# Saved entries
"""
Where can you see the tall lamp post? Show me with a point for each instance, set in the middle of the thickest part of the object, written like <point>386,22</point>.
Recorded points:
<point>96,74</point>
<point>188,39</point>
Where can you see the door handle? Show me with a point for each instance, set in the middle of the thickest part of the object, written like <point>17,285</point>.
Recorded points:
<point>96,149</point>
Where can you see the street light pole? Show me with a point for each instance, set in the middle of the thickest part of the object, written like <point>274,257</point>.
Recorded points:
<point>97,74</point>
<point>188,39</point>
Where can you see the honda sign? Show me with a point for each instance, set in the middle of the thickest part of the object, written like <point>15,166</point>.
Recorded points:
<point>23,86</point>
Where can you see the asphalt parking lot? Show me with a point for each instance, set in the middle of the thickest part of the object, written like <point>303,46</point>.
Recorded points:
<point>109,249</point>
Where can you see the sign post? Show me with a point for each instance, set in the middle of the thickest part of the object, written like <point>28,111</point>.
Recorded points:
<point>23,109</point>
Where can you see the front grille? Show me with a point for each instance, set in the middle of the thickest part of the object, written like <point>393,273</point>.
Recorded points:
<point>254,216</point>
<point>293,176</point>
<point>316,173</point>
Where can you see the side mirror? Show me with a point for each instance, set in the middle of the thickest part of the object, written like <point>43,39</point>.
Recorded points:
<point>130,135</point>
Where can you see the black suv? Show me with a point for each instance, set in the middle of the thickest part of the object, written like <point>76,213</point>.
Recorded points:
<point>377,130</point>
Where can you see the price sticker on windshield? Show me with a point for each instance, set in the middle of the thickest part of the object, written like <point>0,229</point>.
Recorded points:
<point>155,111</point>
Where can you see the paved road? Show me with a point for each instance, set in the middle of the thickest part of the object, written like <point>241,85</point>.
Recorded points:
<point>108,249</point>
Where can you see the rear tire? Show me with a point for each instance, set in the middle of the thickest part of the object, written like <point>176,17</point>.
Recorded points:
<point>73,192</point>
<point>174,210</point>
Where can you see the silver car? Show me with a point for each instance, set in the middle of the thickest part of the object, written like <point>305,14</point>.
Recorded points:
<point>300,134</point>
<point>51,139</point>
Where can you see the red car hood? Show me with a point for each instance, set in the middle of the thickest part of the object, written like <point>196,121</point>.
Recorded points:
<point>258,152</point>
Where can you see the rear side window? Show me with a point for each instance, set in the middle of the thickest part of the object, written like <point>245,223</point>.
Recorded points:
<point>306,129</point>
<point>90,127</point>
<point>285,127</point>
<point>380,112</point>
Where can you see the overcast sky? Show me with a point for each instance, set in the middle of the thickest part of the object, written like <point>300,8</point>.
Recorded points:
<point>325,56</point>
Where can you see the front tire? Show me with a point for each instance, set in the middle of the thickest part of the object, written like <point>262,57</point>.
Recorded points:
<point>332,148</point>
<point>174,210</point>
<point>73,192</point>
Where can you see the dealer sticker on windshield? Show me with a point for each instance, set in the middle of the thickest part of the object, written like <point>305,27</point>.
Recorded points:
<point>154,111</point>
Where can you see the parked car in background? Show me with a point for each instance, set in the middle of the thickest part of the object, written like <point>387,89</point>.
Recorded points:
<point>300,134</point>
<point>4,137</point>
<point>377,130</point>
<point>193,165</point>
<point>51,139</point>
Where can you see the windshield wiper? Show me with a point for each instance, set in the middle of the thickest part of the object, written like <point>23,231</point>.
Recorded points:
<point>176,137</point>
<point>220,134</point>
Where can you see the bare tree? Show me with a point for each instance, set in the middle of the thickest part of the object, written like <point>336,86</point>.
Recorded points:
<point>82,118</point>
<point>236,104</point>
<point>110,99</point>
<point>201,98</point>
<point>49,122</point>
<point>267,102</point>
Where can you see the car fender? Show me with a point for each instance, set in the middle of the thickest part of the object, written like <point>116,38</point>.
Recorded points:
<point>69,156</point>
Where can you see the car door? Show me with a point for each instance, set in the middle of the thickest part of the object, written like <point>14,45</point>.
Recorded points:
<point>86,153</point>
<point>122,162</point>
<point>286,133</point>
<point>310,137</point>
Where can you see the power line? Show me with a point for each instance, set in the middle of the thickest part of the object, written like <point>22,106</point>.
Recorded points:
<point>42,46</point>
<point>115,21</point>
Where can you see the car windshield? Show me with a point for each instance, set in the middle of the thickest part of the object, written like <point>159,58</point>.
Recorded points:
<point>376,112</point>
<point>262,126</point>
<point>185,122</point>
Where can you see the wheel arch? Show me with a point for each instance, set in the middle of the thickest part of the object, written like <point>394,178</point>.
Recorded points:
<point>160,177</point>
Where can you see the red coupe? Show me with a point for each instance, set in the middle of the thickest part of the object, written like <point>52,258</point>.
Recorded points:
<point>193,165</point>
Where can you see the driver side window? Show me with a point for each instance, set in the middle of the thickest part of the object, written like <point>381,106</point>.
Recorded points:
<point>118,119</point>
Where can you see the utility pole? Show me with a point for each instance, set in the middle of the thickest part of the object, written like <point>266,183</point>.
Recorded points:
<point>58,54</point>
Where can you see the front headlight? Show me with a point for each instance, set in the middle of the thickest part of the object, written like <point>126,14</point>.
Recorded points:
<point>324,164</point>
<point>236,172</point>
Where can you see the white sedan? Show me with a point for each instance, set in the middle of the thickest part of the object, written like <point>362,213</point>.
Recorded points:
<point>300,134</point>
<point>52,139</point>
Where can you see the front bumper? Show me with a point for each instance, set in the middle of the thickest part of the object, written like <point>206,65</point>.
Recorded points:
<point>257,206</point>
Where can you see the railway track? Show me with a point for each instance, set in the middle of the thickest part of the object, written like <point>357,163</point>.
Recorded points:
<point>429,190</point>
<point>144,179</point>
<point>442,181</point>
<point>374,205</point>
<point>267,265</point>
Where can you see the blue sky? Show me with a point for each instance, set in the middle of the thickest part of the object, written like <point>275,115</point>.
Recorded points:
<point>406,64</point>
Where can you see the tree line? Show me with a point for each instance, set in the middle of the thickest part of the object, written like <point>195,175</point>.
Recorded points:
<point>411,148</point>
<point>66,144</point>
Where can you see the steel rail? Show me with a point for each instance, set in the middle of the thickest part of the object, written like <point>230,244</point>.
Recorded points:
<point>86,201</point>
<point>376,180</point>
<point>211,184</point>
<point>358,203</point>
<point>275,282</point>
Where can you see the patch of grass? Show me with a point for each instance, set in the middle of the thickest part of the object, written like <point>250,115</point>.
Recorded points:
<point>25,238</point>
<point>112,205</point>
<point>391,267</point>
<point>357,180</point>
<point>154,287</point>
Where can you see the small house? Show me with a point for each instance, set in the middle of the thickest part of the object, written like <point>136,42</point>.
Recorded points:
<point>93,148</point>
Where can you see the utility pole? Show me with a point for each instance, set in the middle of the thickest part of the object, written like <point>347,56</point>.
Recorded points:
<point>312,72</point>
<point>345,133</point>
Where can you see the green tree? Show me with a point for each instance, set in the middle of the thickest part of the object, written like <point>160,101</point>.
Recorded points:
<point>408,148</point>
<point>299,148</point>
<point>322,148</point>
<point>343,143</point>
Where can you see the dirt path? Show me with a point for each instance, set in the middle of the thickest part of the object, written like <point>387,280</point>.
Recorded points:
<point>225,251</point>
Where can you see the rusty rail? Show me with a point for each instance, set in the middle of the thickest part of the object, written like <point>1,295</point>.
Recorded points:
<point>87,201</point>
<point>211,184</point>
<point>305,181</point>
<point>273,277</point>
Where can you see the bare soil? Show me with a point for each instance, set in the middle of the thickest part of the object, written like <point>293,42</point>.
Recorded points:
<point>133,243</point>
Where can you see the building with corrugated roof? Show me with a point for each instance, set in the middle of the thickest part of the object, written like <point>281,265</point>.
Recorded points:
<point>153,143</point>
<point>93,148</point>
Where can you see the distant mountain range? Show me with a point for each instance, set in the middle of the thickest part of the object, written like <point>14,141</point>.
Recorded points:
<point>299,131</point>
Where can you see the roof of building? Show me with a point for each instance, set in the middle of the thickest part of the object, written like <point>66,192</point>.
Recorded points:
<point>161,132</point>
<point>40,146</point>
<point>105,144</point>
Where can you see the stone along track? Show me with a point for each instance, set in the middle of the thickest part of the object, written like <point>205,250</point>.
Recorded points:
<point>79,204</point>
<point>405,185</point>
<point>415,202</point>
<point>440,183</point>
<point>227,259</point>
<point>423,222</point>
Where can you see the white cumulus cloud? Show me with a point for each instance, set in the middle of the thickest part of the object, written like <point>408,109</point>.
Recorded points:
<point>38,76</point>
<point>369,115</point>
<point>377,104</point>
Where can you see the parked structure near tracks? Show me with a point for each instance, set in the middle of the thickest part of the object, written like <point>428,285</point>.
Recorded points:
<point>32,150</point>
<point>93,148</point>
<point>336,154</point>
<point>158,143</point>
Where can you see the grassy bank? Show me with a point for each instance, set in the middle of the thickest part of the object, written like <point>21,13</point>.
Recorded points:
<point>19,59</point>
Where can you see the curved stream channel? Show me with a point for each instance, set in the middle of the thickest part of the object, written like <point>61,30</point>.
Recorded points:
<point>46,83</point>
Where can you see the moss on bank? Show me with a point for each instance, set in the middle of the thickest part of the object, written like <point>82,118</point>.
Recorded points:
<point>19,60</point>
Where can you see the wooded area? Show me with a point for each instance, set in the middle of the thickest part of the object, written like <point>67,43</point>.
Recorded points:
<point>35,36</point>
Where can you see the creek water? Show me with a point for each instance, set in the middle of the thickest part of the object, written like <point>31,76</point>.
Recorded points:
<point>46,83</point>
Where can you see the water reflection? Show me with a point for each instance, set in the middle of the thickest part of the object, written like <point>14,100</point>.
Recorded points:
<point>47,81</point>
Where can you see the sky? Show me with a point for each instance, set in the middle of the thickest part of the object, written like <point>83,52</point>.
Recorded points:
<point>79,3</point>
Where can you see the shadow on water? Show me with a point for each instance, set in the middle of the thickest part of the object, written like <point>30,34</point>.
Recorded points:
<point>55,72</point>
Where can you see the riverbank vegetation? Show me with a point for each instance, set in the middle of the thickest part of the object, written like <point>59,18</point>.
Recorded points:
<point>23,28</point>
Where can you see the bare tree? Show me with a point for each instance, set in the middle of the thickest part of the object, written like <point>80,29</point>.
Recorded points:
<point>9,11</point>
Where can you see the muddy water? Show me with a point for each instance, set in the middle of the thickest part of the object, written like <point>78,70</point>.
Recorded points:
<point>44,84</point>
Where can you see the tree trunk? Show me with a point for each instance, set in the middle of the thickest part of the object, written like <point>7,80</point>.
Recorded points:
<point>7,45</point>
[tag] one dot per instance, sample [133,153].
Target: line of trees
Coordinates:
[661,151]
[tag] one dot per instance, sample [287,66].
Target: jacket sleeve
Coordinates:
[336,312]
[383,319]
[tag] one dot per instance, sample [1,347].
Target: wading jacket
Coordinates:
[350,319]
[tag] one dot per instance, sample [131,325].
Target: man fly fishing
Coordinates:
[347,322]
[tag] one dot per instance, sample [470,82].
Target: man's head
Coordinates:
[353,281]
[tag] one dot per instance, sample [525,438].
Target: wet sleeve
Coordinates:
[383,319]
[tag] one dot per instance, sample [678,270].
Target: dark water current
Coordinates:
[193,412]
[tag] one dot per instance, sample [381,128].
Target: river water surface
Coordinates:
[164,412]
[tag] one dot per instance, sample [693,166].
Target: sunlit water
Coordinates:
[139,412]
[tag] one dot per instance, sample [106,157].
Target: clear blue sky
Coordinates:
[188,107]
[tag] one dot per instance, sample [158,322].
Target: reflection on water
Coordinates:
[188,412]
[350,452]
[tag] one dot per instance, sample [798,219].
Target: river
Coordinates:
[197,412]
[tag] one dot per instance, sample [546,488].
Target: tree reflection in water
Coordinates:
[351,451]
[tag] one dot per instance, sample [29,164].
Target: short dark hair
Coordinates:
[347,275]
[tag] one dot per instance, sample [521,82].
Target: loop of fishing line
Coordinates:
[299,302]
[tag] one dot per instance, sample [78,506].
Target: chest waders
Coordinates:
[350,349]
"""
# WHAT YOU NEED TO DO
For this exercise, find all lines in the records containing the word "building" and copy them.

# EXERCISE OUTPUT
Where can you see the building with corrugated roof? Show me with a point for each instance, set in the middle of the thickest part of the object, written like <point>281,265</point>.
Where can you see the roof of building? Show me with a point for each instance, set in the middle of the thickest part of the object, written like <point>66,192</point>.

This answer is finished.